• **Point labeling dataset excerpts**:
****************************************

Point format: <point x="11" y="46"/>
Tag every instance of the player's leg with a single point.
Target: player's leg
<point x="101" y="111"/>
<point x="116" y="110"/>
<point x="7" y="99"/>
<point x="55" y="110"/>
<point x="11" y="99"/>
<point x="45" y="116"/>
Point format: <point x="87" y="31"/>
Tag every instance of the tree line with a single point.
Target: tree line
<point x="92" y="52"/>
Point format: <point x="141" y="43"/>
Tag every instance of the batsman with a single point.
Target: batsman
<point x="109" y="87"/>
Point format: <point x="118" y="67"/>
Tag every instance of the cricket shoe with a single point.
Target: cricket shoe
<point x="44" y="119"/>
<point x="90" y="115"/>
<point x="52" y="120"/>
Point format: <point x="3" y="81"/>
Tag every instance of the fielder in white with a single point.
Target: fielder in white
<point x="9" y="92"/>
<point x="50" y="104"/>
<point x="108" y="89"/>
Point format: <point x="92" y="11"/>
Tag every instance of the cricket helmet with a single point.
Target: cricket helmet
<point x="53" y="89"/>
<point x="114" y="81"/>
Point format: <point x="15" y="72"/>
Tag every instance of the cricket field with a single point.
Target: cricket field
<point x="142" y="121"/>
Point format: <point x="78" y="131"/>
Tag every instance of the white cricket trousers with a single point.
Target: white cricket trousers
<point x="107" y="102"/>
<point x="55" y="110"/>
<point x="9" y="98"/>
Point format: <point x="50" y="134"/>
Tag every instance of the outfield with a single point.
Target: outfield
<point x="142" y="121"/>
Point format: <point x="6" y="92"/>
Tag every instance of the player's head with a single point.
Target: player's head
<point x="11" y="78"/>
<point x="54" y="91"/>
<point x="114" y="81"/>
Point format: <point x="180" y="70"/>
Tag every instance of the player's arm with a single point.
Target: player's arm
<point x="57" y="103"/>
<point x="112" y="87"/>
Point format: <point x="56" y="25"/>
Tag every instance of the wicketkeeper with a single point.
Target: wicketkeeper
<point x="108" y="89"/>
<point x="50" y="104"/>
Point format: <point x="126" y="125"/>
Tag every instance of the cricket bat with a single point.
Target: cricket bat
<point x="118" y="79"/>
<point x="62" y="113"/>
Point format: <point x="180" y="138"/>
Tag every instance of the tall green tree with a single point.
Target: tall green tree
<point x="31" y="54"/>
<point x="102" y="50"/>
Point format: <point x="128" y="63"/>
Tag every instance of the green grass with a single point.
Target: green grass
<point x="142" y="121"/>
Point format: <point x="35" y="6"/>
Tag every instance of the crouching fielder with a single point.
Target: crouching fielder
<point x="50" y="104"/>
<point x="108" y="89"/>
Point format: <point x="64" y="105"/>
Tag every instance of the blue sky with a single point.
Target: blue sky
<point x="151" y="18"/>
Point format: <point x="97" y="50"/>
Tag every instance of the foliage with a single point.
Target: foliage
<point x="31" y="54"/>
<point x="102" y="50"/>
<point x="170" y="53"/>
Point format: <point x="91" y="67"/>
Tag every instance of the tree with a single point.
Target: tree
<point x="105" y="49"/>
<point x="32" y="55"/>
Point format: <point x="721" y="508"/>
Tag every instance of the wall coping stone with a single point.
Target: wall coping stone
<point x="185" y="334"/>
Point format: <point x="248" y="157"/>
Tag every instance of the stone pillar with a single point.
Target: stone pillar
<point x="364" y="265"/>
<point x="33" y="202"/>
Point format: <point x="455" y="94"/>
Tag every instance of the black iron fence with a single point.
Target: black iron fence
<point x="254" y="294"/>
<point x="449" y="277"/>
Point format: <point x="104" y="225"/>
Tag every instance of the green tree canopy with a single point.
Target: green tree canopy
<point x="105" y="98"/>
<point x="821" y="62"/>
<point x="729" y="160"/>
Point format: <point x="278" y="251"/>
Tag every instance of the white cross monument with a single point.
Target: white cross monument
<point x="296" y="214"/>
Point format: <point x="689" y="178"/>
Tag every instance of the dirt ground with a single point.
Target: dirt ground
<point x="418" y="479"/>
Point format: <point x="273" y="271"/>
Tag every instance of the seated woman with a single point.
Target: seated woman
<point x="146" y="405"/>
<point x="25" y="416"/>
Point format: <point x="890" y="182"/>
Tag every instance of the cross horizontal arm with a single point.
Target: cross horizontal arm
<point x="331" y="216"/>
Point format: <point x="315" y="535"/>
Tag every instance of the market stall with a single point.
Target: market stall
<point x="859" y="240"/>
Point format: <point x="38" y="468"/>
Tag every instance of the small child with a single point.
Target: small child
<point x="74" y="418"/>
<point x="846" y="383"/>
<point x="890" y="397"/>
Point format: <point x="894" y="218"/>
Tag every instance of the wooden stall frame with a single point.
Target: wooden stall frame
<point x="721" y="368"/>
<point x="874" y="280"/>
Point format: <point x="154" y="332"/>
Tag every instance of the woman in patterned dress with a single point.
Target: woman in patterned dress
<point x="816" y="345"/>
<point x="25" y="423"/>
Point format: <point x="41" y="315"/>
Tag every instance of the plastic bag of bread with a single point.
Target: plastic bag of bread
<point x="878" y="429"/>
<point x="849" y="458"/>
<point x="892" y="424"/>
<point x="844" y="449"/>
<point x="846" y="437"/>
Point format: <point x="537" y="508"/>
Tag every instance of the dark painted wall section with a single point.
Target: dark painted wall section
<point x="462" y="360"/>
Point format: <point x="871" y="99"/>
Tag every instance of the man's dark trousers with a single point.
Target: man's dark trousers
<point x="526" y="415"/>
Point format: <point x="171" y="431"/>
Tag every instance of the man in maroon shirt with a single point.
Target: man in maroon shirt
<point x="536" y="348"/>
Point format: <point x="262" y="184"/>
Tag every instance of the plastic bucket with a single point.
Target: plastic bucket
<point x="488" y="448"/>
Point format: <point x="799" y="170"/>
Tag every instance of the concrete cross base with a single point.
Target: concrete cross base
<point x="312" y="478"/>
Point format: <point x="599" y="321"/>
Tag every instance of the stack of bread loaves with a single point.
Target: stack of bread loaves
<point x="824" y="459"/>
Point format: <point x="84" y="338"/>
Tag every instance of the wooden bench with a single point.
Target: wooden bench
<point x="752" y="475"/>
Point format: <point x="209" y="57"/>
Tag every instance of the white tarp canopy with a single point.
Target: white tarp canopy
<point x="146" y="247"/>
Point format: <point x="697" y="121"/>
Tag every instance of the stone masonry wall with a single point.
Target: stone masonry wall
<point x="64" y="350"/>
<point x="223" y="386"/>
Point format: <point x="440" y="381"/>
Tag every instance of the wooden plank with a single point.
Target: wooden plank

****************************************

• **Work to complete**:
Repeat each of the entries above precisely as given.

• **Completed task**:
Point format: <point x="11" y="46"/>
Tag every instance of the player's leg with a single point.
Target: player's leg
<point x="101" y="111"/>
<point x="116" y="110"/>
<point x="7" y="99"/>
<point x="55" y="110"/>
<point x="11" y="99"/>
<point x="45" y="116"/>
Point format: <point x="87" y="31"/>
Tag every instance of the tree line with a single point.
Target: tree line
<point x="92" y="52"/>
Point format: <point x="141" y="43"/>
Tag every instance of the batsman with a single point.
Target: batsman
<point x="109" y="87"/>
Point format: <point x="118" y="67"/>
Tag every instance of the cricket shoe with a single point.
Target: cricket shoe
<point x="44" y="119"/>
<point x="90" y="115"/>
<point x="52" y="120"/>
Point format: <point x="3" y="81"/>
Tag every instance of the fielder in white with a single point.
Target: fielder in white
<point x="9" y="92"/>
<point x="50" y="104"/>
<point x="108" y="89"/>
Point format: <point x="92" y="11"/>
Tag every instance of the cricket helmet with a single point.
Target: cricket helmet
<point x="53" y="89"/>
<point x="114" y="81"/>
Point format: <point x="15" y="72"/>
Tag every instance of the cricket field with a single point.
Target: cricket field
<point x="142" y="121"/>
Point format: <point x="78" y="131"/>
Tag every instance of the white cricket trousers with a single point.
Target: white cricket trousers
<point x="107" y="102"/>
<point x="55" y="110"/>
<point x="9" y="98"/>
Point format: <point x="50" y="134"/>
Tag every instance of the outfield with a single point.
Target: outfield
<point x="142" y="121"/>
Point format: <point x="6" y="92"/>
Tag every instance of the player's head with a single point.
Target: player's head
<point x="11" y="78"/>
<point x="54" y="91"/>
<point x="114" y="81"/>
Point format: <point x="180" y="70"/>
Tag every instance of the player's arm with a single point.
Target: player's arm
<point x="57" y="103"/>
<point x="112" y="87"/>
Point format: <point x="56" y="25"/>
Tag every instance of the wicketkeeper with a single point.
Target: wicketkeeper
<point x="108" y="89"/>
<point x="50" y="104"/>
Point format: <point x="126" y="125"/>
Tag every instance of the cricket bat with a single point.
Target: cricket bat
<point x="118" y="79"/>
<point x="62" y="113"/>
Point format: <point x="180" y="138"/>
Tag every instance of the tall green tree with a single point.
Target: tall green tree
<point x="31" y="54"/>
<point x="102" y="50"/>
Point format: <point x="128" y="63"/>
Tag every instance of the green grass with a single point.
Target: green grass
<point x="142" y="121"/>
Point format: <point x="35" y="6"/>
Tag every instance of the crouching fielder with a single point.
Target: crouching fielder
<point x="50" y="104"/>
<point x="108" y="89"/>
Point format: <point x="64" y="105"/>
Tag every instance of the blue sky with a single point.
Target: blue sky
<point x="151" y="18"/>
Point format: <point x="97" y="50"/>
Tag every instance of the foliage with a single point.
Target: foliage
<point x="31" y="54"/>
<point x="102" y="50"/>
<point x="170" y="53"/>
Point format: <point x="91" y="67"/>
Tag every instance of the tree with a single point.
Target: tree
<point x="105" y="49"/>
<point x="32" y="55"/>
Point format: <point x="721" y="508"/>
Tag every instance of the wall coping stone with a single point.
Target: wall coping stone
<point x="185" y="334"/>
Point format: <point x="248" y="157"/>
Tag every instance of the stone pillar with a single point.
Target: stone pillar
<point x="364" y="265"/>
<point x="33" y="202"/>
Point format: <point x="455" y="94"/>
Tag every instance of the black iron fence with a single point.
Target: black iron fence
<point x="254" y="294"/>
<point x="449" y="277"/>
Point format: <point x="104" y="225"/>
Tag every instance of the green tree canopy with a single point.
Target: green tree canopy
<point x="105" y="98"/>
<point x="821" y="62"/>
<point x="729" y="160"/>
Point format: <point x="278" y="251"/>
Tag every instance of the white cross monument with a single point.
Target: white cross monument
<point x="296" y="214"/>
Point format: <point x="689" y="178"/>
Tag every instance of the dirt ground with a single point.
Target: dirt ground
<point x="418" y="479"/>
Point format: <point x="273" y="271"/>
Tag every instance of the seated woman with a single point.
Target: seated woman
<point x="146" y="405"/>
<point x="25" y="416"/>
Point format: <point x="890" y="182"/>
Tag every instance of the cross horizontal arm with a single point.
Target: cross horizontal arm
<point x="331" y="216"/>
Point format: <point x="315" y="535"/>
Tag every instance of the market stall with a single point.
Target: market stall
<point x="859" y="240"/>
Point format: <point x="38" y="468"/>
Tag every instance of the small child with a single point.
Target: small child
<point x="74" y="418"/>
<point x="846" y="383"/>
<point x="890" y="397"/>
Point format: <point x="894" y="218"/>
Tag every instance of the wooden stall frame with a single point.
Target: wooden stall frame
<point x="721" y="368"/>
<point x="874" y="280"/>
Point format: <point x="154" y="332"/>
Tag every instance of the woman in patterned dress with a single point.
Target: woman in patterned dress
<point x="816" y="345"/>
<point x="25" y="423"/>
Point format: <point x="41" y="315"/>
Tag every instance of the plastic bag of bread with a single point.
Target: plastic bag of bread
<point x="878" y="429"/>
<point x="849" y="458"/>
<point x="892" y="424"/>
<point x="844" y="449"/>
<point x="846" y="437"/>
Point format: <point x="537" y="508"/>
Tag every instance of the dark painted wall section with a single point.
Target: dark painted wall section
<point x="462" y="360"/>
Point format: <point x="871" y="99"/>
Tag every instance of the man's dark trousers with a single point.
Target: man's dark trousers
<point x="526" y="415"/>
Point format: <point x="171" y="431"/>
Tag every instance of the man in maroon shirt with a single point.
Target: man in maroon shirt
<point x="536" y="348"/>
Point format: <point x="262" y="184"/>
Tag every instance of the plastic bucket with a single point.
Target: plastic bucket
<point x="488" y="448"/>
Point format: <point x="799" y="170"/>
Tag every instance of the concrete cross base with a single point.
Target: concrete cross base
<point x="312" y="478"/>
Point format: <point x="599" y="321"/>
Tag every instance of the stack of bread loaves with a single point.
Target: stack of bread loaves
<point x="824" y="459"/>
Point format: <point x="84" y="338"/>
Tag every instance of the wooden bench with a single point.
Target: wooden bench
<point x="752" y="475"/>
Point format: <point x="209" y="57"/>
Tag every instance of the white tarp canopy with a single point.
Target: white tarp canopy
<point x="146" y="247"/>
Point format: <point x="697" y="121"/>
Tag every instance of the stone masonry wall with a single point.
Target: stone masonry wall
<point x="64" y="350"/>
<point x="223" y="386"/>
Point format: <point x="440" y="381"/>
Tag every instance of the wooden plank with a single point.
Target: wooden plank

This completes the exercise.